**Supplied material**

▽

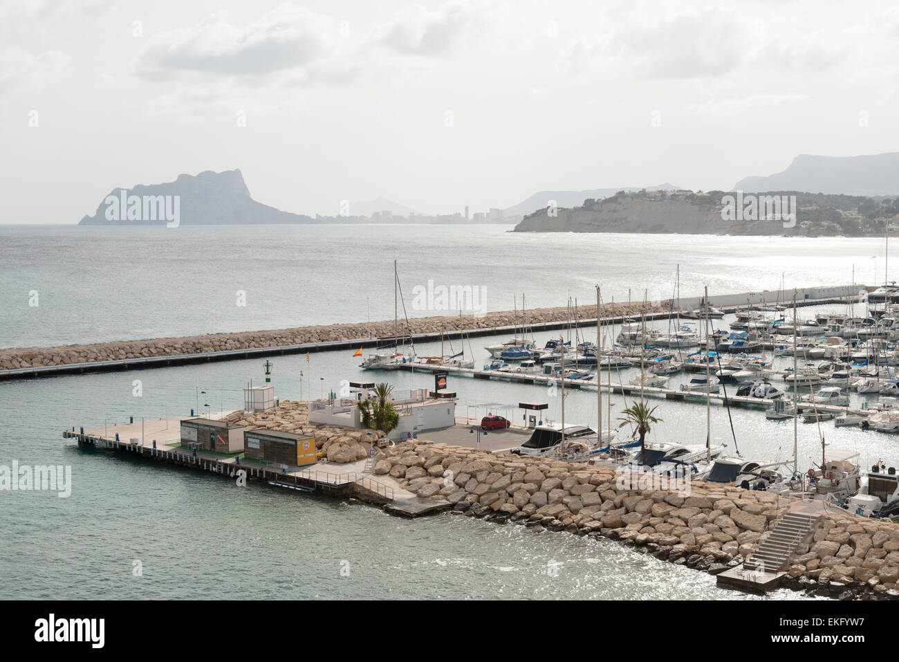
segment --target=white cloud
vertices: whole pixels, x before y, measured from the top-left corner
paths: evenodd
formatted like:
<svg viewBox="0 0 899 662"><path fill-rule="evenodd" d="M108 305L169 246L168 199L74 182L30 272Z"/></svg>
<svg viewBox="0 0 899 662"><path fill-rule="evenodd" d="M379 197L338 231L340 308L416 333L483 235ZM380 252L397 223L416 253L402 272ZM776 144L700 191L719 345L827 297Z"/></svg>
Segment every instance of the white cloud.
<svg viewBox="0 0 899 662"><path fill-rule="evenodd" d="M189 28L150 37L138 70L157 78L183 72L243 76L302 69L330 57L336 36L331 17L289 4L244 27L219 12Z"/></svg>
<svg viewBox="0 0 899 662"><path fill-rule="evenodd" d="M58 50L31 53L12 47L0 50L0 93L33 94L41 92L58 79L71 58Z"/></svg>
<svg viewBox="0 0 899 662"><path fill-rule="evenodd" d="M373 31L373 40L402 54L449 56L473 25L467 3L453 2L429 12L414 4Z"/></svg>
<svg viewBox="0 0 899 662"><path fill-rule="evenodd" d="M704 103L690 103L687 110L704 115L728 117L747 112L757 112L788 103L797 103L807 99L807 94L787 93L785 94L755 94L740 98L710 99Z"/></svg>
<svg viewBox="0 0 899 662"><path fill-rule="evenodd" d="M724 76L750 50L749 26L713 9L645 22L639 15L605 35L582 38L562 54L572 75L600 74L646 79Z"/></svg>

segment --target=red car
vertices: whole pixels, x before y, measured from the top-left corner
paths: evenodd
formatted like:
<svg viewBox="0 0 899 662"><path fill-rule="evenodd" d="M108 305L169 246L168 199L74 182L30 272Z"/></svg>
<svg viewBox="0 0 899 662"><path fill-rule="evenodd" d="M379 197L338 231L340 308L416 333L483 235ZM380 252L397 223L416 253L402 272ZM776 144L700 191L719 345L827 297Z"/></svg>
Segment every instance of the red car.
<svg viewBox="0 0 899 662"><path fill-rule="evenodd" d="M481 419L482 430L504 430L512 425L503 416L484 416Z"/></svg>

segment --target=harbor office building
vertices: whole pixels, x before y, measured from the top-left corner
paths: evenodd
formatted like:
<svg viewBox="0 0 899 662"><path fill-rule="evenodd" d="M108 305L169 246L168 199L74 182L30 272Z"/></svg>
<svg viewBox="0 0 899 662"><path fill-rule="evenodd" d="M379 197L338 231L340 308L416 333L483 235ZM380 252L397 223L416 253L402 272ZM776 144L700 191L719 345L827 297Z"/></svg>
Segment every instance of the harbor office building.
<svg viewBox="0 0 899 662"><path fill-rule="evenodd" d="M244 434L244 456L247 460L302 467L315 464L316 438L309 434L271 430L265 427Z"/></svg>
<svg viewBox="0 0 899 662"><path fill-rule="evenodd" d="M245 425L214 418L185 418L181 422L181 445L198 451L235 454L244 450Z"/></svg>

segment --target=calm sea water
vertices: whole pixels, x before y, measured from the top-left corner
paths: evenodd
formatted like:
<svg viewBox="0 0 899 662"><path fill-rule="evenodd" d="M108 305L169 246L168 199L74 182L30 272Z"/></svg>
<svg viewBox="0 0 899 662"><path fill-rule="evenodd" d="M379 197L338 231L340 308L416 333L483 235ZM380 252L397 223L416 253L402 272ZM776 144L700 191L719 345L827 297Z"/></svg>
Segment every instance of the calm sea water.
<svg viewBox="0 0 899 662"><path fill-rule="evenodd" d="M569 291L590 300L594 282L627 297L645 283L670 296L675 264L681 292L740 291L841 284L851 265L877 252L873 240L740 239L636 236L512 235L507 227L186 228L0 228L0 291L6 345L174 335L203 331L392 317L392 260L404 288L428 278L488 287L490 308L564 304ZM415 246L413 248L413 246ZM868 255L869 254L869 255ZM870 268L871 263L866 263ZM873 274L873 269L871 269ZM857 275L857 281L865 280ZM868 279L868 281L870 279ZM406 284L408 282L408 285ZM608 285L607 285L608 283ZM241 287L243 285L243 287ZM235 310L235 290L247 292ZM27 306L28 291L40 306ZM254 294L255 292L256 294ZM376 304L377 301L377 304ZM809 311L811 313L811 311ZM544 340L548 334L538 335ZM467 351L486 357L476 339ZM420 353L439 351L423 344ZM317 397L361 376L350 352L278 357L276 395ZM374 508L274 488L236 488L186 470L161 469L108 452L79 449L63 429L123 422L129 416L187 415L196 407L236 408L241 389L260 380L260 361L134 372L0 382L0 464L70 465L68 498L0 492L4 598L100 597L522 597L746 598L718 590L713 577L618 544L534 532L448 514L403 520ZM302 372L302 375L301 375ZM368 376L371 376L370 374ZM627 380L624 372L614 380ZM133 395L140 380L142 397ZM426 374L391 374L398 390L428 386ZM455 379L459 411L517 416L521 399L557 396L540 389ZM613 416L625 406L612 398ZM705 407L659 401L656 439L701 443ZM594 424L595 391L573 391L566 419ZM731 433L731 421L736 441ZM869 463L890 462L892 439L860 430L822 431ZM758 412L712 408L712 436L744 455L793 453L791 424ZM799 427L800 456L820 449L817 426ZM132 574L135 561L143 575ZM343 572L342 572L343 570ZM796 598L780 591L770 599Z"/></svg>
<svg viewBox="0 0 899 662"><path fill-rule="evenodd" d="M486 226L0 226L0 347L393 319L416 286L488 310L883 281L877 238L512 233ZM238 306L238 291L245 306ZM38 306L32 292L37 292ZM402 310L400 311L402 315ZM436 313L439 314L439 313Z"/></svg>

△

**Exercise brief**
Reproduce word for word the rows above that begin with the line containing "segment --target=calm sea water" and end with the line containing "Segment every instance of the calm sea water.", including both of those lines.

**Solution for this exercise**
segment --target=calm sea water
vertices: whole pixels, x before y, measured from the top-left corner
paths: evenodd
formatted like:
<svg viewBox="0 0 899 662"><path fill-rule="evenodd" d="M108 305L169 246L168 199L74 182L30 272Z"/></svg>
<svg viewBox="0 0 899 662"><path fill-rule="evenodd" d="M379 197L338 231L340 308L416 333L483 235ZM380 252L397 223L416 253L402 272ZM776 144L700 191L719 345L827 297Z"/></svg>
Segment every instance of the calm sea water.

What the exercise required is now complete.